Please repeat the records below exactly, but only from the line that contains "Could you please mark the roof" onward, ending with the last line.

◆ Photo-based referring expression data
------------------------------

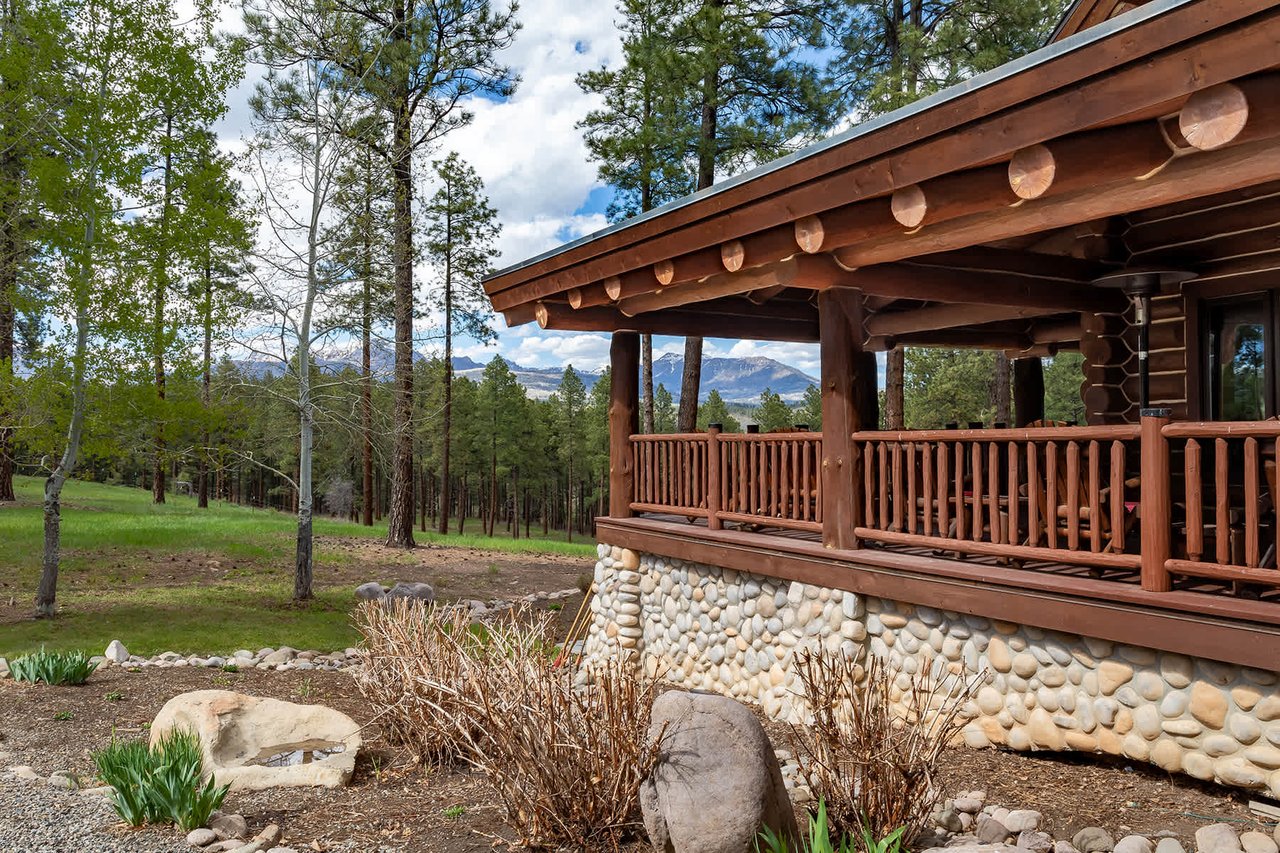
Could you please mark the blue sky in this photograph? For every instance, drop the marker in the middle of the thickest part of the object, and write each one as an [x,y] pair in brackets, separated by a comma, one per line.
[536,172]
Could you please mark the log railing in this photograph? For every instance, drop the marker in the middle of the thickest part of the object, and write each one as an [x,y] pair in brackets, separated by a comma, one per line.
[1224,493]
[1054,495]
[764,479]
[1164,500]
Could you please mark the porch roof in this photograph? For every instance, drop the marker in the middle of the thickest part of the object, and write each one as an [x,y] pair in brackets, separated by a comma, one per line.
[991,205]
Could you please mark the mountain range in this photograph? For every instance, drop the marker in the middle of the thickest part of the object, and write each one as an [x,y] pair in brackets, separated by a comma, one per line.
[739,381]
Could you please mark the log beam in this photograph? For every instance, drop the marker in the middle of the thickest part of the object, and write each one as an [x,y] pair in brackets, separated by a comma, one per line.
[952,195]
[624,419]
[947,316]
[679,323]
[766,247]
[940,284]
[952,340]
[840,316]
[1243,110]
[689,268]
[807,272]
[1183,179]
[845,226]
[1088,159]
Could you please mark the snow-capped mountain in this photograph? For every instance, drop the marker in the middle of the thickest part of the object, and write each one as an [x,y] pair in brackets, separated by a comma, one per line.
[739,381]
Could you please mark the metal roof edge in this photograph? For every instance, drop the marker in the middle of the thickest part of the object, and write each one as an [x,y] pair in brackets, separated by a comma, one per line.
[1011,68]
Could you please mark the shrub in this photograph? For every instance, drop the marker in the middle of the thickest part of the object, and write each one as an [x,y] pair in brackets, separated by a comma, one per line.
[566,761]
[53,667]
[871,752]
[819,839]
[416,660]
[160,784]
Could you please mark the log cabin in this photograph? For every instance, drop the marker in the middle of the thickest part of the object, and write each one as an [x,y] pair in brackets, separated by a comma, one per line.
[1114,584]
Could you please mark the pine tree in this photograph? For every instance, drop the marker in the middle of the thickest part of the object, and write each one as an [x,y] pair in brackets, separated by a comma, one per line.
[757,97]
[417,62]
[773,414]
[663,410]
[461,233]
[716,411]
[641,133]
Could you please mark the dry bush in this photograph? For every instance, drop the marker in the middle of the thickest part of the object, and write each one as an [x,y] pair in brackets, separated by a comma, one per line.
[565,761]
[872,749]
[417,658]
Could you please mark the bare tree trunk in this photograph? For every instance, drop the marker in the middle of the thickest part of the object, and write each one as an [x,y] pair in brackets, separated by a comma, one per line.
[161,293]
[1001,389]
[647,381]
[895,375]
[400,523]
[206,381]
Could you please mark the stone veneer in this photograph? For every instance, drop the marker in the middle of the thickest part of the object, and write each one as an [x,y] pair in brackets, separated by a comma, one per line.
[720,629]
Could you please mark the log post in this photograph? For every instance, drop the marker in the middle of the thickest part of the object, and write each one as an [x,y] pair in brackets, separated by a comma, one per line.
[840,320]
[624,419]
[713,477]
[1028,391]
[1156,509]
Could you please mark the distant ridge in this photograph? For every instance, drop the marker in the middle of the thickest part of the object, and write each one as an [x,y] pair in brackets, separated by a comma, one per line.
[739,381]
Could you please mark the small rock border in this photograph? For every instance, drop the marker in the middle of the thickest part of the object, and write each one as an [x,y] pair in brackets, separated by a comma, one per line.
[967,824]
[287,658]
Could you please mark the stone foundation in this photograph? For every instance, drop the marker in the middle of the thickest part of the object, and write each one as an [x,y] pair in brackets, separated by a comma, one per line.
[735,633]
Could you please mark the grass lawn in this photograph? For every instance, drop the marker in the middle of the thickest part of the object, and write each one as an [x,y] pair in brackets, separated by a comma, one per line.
[178,578]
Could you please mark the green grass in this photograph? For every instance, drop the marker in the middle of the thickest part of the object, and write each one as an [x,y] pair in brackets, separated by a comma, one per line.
[117,546]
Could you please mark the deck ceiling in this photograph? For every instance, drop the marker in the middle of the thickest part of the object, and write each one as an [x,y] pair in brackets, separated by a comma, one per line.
[979,219]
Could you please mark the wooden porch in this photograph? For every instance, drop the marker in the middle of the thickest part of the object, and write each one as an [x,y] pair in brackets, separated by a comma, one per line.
[1116,192]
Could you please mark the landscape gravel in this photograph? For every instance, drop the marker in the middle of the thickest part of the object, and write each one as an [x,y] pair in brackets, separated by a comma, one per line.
[39,819]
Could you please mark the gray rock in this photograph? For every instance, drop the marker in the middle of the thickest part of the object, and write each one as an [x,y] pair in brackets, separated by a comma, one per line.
[63,779]
[949,820]
[115,652]
[717,781]
[370,592]
[1034,842]
[1217,838]
[1093,839]
[1022,820]
[988,830]
[1256,842]
[201,836]
[1133,844]
[229,826]
[419,592]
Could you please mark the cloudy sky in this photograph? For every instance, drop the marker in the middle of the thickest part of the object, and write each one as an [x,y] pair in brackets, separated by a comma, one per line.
[538,176]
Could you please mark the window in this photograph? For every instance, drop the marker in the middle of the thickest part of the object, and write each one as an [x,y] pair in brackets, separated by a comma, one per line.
[1240,370]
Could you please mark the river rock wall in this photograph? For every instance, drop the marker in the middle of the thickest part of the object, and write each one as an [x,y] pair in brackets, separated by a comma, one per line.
[736,633]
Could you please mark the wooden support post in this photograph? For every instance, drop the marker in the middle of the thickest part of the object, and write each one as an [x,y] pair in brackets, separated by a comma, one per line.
[840,320]
[624,419]
[713,477]
[1028,391]
[1156,507]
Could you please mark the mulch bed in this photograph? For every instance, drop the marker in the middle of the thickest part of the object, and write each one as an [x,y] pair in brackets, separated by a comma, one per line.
[398,804]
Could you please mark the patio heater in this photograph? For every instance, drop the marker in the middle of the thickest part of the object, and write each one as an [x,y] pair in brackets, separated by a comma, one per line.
[1141,283]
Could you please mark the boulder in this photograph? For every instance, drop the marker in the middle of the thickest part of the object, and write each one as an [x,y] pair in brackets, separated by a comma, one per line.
[252,743]
[228,826]
[717,783]
[370,592]
[117,653]
[1093,839]
[419,592]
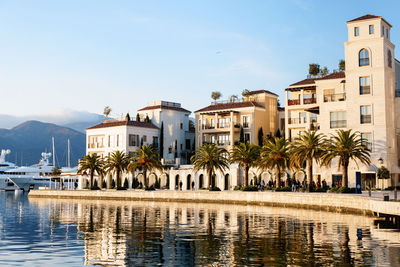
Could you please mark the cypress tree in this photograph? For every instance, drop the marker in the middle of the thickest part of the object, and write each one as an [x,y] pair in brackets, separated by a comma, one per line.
[162,140]
[260,136]
[241,138]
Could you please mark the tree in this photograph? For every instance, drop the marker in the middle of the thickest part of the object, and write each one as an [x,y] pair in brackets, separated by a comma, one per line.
[241,136]
[275,155]
[92,164]
[383,173]
[246,155]
[107,110]
[210,158]
[162,140]
[342,65]
[313,69]
[346,146]
[324,71]
[117,162]
[306,148]
[260,136]
[216,95]
[245,93]
[147,159]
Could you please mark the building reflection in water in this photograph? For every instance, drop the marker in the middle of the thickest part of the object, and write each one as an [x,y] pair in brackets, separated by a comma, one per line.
[182,234]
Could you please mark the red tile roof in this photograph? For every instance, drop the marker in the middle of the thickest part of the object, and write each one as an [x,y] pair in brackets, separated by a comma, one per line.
[261,91]
[164,107]
[335,75]
[369,16]
[123,123]
[230,106]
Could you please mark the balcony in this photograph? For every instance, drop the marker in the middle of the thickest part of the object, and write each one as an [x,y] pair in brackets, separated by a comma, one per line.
[339,124]
[365,90]
[365,119]
[292,102]
[307,101]
[335,97]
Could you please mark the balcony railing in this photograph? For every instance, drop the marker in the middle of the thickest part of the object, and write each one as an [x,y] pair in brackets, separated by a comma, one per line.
[309,101]
[339,124]
[292,102]
[365,119]
[365,90]
[334,97]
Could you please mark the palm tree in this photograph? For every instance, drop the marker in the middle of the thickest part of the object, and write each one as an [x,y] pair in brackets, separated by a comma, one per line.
[91,163]
[116,163]
[346,145]
[147,158]
[306,148]
[210,158]
[246,154]
[275,155]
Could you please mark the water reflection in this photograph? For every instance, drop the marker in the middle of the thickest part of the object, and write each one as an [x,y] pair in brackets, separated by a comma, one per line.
[181,234]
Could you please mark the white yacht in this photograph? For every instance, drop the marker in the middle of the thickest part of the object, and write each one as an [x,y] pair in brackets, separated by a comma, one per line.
[26,178]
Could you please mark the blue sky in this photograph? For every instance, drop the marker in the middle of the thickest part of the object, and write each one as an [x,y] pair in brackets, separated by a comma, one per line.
[83,55]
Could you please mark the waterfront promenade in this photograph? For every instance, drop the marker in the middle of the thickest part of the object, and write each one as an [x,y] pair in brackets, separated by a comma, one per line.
[352,203]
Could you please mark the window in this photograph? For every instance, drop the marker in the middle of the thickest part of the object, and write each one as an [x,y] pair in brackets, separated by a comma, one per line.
[365,87]
[133,140]
[356,31]
[389,58]
[371,29]
[366,140]
[364,57]
[246,121]
[338,119]
[247,137]
[365,114]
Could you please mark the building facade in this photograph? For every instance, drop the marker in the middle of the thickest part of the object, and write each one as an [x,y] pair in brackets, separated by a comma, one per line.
[365,98]
[124,135]
[221,122]
[178,136]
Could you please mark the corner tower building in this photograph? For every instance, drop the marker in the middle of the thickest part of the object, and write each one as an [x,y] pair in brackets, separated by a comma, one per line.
[364,98]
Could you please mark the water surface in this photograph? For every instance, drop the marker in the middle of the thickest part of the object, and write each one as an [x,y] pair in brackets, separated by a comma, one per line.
[50,232]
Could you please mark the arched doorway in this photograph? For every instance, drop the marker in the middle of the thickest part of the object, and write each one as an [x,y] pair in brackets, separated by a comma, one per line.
[201,181]
[188,182]
[226,184]
[177,182]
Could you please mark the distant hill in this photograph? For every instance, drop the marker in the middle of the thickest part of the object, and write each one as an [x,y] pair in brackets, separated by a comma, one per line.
[28,140]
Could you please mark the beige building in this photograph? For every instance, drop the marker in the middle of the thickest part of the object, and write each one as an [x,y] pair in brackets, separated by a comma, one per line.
[364,98]
[124,135]
[221,122]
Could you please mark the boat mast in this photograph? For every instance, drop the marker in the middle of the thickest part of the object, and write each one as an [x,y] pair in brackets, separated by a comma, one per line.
[54,154]
[69,154]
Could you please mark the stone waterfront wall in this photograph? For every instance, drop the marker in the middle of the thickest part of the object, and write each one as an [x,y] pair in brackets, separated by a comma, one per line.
[320,201]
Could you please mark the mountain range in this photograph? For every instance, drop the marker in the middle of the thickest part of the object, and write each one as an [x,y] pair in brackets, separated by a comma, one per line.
[28,140]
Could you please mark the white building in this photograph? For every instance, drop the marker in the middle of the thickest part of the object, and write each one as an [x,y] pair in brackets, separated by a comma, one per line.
[364,98]
[124,135]
[178,135]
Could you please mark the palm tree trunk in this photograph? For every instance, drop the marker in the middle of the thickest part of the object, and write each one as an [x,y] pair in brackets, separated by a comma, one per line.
[278,179]
[309,175]
[145,176]
[246,175]
[210,178]
[345,172]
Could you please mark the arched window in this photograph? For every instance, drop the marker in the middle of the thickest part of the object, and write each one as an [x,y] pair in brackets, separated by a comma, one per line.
[364,57]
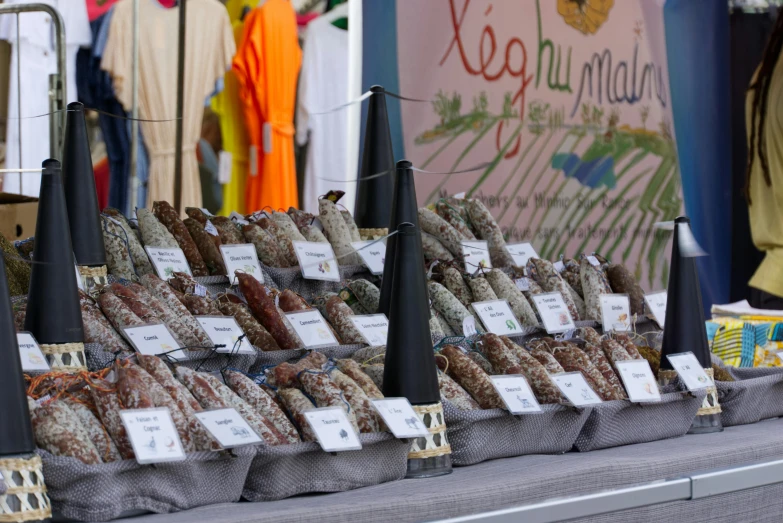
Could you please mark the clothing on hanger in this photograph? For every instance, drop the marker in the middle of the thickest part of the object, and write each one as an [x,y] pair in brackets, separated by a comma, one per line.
[323,84]
[209,50]
[38,59]
[267,66]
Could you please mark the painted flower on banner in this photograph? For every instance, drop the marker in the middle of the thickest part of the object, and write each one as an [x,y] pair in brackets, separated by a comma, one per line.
[586,16]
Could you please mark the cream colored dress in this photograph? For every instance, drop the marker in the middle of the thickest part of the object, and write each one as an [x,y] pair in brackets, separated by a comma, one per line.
[209,49]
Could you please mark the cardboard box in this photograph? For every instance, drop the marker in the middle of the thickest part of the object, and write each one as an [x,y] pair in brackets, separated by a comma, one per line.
[18,215]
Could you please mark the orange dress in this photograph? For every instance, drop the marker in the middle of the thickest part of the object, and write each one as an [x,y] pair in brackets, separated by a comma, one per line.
[266,66]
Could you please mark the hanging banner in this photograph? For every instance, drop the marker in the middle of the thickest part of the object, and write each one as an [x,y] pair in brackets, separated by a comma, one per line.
[570,103]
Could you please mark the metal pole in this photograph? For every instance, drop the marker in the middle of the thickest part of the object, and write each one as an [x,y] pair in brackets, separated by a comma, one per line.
[180,104]
[134,179]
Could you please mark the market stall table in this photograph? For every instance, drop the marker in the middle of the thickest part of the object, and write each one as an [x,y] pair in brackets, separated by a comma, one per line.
[525,480]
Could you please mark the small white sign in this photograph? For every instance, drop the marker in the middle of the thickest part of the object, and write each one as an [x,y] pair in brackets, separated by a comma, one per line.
[497,317]
[690,370]
[554,312]
[312,328]
[224,330]
[575,388]
[639,380]
[30,353]
[237,218]
[153,340]
[228,428]
[317,261]
[241,257]
[167,261]
[615,312]
[400,417]
[476,255]
[211,229]
[373,257]
[469,326]
[374,328]
[153,436]
[516,393]
[521,253]
[656,303]
[332,429]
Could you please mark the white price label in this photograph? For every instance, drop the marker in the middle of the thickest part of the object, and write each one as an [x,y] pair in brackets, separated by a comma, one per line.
[332,429]
[373,254]
[153,436]
[575,388]
[224,330]
[521,253]
[312,329]
[400,417]
[167,261]
[228,428]
[241,257]
[656,303]
[153,340]
[639,380]
[476,255]
[30,353]
[516,393]
[317,261]
[615,312]
[374,328]
[690,370]
[554,312]
[497,317]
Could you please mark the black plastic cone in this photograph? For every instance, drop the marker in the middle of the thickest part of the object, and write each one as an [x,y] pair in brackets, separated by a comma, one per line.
[685,328]
[53,311]
[410,369]
[405,209]
[373,196]
[80,194]
[16,433]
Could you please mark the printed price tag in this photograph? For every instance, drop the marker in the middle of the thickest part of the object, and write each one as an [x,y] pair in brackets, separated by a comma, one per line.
[241,257]
[211,229]
[228,428]
[575,388]
[521,253]
[656,304]
[317,261]
[639,381]
[476,254]
[224,167]
[332,429]
[312,329]
[153,340]
[167,261]
[615,312]
[30,353]
[468,326]
[497,317]
[237,218]
[224,330]
[153,436]
[373,257]
[374,328]
[690,370]
[400,417]
[516,393]
[554,312]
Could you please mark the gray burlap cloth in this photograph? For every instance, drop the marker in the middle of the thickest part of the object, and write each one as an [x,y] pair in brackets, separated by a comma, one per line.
[301,468]
[480,435]
[107,491]
[757,394]
[620,422]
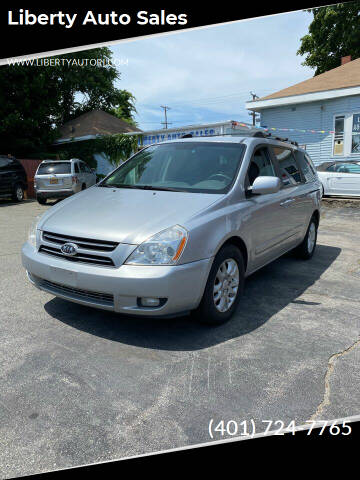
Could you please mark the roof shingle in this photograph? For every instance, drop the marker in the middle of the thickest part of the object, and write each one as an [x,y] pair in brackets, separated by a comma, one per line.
[345,76]
[96,122]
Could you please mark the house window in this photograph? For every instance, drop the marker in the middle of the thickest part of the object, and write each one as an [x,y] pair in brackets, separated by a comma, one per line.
[355,134]
[346,137]
[339,135]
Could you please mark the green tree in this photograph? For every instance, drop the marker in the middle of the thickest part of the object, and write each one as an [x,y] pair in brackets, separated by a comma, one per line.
[333,33]
[36,100]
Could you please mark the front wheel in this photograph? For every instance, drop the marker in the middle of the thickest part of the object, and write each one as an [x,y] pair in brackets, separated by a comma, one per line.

------------------------------

◆ Solution to this problem
Could you please mark the roof shingle in this photograph? For every instance, drop the marker in the middle of the thickest part of the object, and write each one as an [x,y] pair in brackets, separated by a comma, one per line.
[345,76]
[96,122]
Could you please mark the house window in this photograph? For every instance, drop the marker in the middle of the thickest part of the object, and write each one as an [x,y] pair in brackets, separated by a comma, one per line.
[355,134]
[346,137]
[339,135]
Could you please mark the green tree in this photograph? For every instance, drop the marker in the middle of the thickest part of the object, and write each one as an [x,y] pair in brackets, separated by a comma, one per line.
[333,33]
[36,100]
Could you please mark the front wheel in this photograph? For every instance, drop the marker in the middle of the thickest part of the object, and write each one as an [x,y] pair in brackets, separated by a comma, one per line.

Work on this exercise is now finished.